THE PROBLEM = Search the material for the word "below" and copy every line in which it occurs.

★ ★ ★ ★ ★ ★ ★

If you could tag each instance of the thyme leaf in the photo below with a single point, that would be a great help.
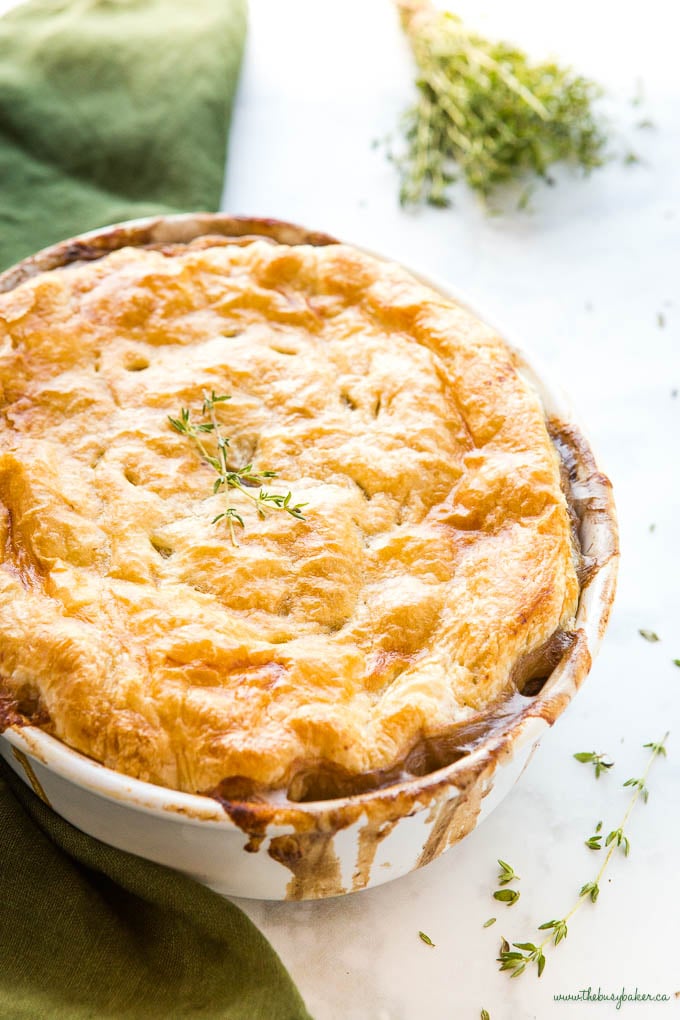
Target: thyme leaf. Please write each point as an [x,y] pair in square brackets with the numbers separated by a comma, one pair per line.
[517,960]
[592,758]
[244,479]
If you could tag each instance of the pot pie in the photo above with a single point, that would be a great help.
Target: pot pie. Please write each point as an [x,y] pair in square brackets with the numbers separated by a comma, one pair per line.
[433,577]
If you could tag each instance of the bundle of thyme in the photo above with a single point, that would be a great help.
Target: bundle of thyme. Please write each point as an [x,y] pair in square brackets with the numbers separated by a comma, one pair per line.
[485,113]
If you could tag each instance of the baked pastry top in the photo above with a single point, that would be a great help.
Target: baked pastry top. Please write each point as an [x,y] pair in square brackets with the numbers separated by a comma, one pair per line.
[435,555]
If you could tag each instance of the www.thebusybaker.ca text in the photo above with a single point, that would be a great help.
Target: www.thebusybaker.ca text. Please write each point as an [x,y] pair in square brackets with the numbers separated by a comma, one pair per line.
[588,996]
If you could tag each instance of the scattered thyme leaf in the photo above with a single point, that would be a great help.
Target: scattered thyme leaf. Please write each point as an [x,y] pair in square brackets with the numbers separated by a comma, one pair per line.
[242,479]
[509,897]
[592,758]
[507,873]
[486,114]
[523,954]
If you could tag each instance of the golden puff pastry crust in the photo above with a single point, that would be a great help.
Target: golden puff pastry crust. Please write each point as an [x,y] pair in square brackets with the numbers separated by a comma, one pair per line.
[436,555]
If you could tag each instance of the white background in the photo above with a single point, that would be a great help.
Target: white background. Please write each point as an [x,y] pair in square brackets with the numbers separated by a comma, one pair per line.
[580,281]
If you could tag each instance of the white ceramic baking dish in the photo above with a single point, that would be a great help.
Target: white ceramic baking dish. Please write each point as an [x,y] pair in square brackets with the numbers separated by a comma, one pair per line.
[278,851]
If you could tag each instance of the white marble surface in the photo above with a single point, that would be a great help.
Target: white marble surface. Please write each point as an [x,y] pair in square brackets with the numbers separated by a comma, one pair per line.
[580,281]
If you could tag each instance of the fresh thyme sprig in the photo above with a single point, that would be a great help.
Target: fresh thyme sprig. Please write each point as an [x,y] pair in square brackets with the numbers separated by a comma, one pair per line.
[518,959]
[244,478]
[486,113]
[591,757]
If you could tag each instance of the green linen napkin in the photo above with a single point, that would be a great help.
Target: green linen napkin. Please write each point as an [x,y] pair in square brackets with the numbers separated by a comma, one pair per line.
[111,109]
[88,931]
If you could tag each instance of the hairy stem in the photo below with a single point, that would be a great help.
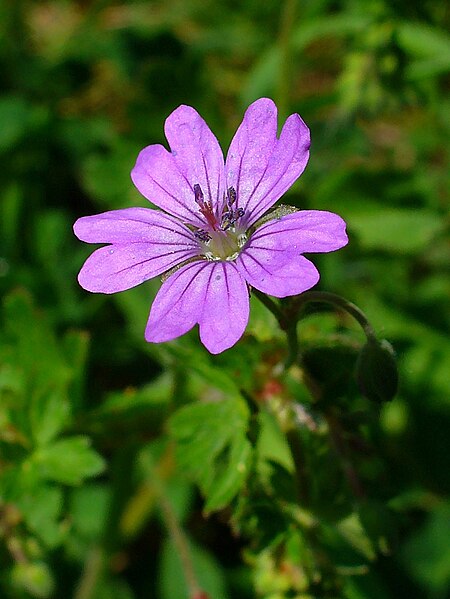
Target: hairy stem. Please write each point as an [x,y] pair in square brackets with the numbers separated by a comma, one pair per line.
[288,326]
[336,300]
[182,546]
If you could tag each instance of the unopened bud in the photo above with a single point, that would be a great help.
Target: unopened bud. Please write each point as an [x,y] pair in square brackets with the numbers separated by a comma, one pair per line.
[376,371]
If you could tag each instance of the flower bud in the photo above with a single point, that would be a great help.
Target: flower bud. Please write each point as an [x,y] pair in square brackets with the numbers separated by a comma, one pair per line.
[376,371]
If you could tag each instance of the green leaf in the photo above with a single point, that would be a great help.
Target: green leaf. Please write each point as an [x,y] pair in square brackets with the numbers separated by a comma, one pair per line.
[89,506]
[172,581]
[212,447]
[33,577]
[426,555]
[49,413]
[68,461]
[41,511]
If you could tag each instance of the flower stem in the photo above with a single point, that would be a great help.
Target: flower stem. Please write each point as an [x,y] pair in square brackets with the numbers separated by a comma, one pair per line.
[181,544]
[336,300]
[289,326]
[270,305]
[301,480]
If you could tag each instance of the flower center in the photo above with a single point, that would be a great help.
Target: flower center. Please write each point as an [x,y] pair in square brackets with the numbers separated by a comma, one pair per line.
[222,238]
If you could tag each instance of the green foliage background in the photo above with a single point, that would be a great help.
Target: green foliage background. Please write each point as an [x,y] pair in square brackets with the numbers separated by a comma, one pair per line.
[111,448]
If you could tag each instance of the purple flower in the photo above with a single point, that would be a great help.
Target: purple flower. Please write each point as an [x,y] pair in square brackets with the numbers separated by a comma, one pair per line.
[207,229]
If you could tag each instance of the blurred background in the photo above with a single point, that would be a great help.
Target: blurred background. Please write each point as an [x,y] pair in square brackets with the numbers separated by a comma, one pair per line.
[83,399]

★ ★ ★ ★ ★ ★ ★

TASK ANSWER =
If you could tag each instance of the thyme leaf in the photo below with a single point, that would be a great help.
If you could tag each instance of the hairy stem in the photo below with a single point, that would be a great help.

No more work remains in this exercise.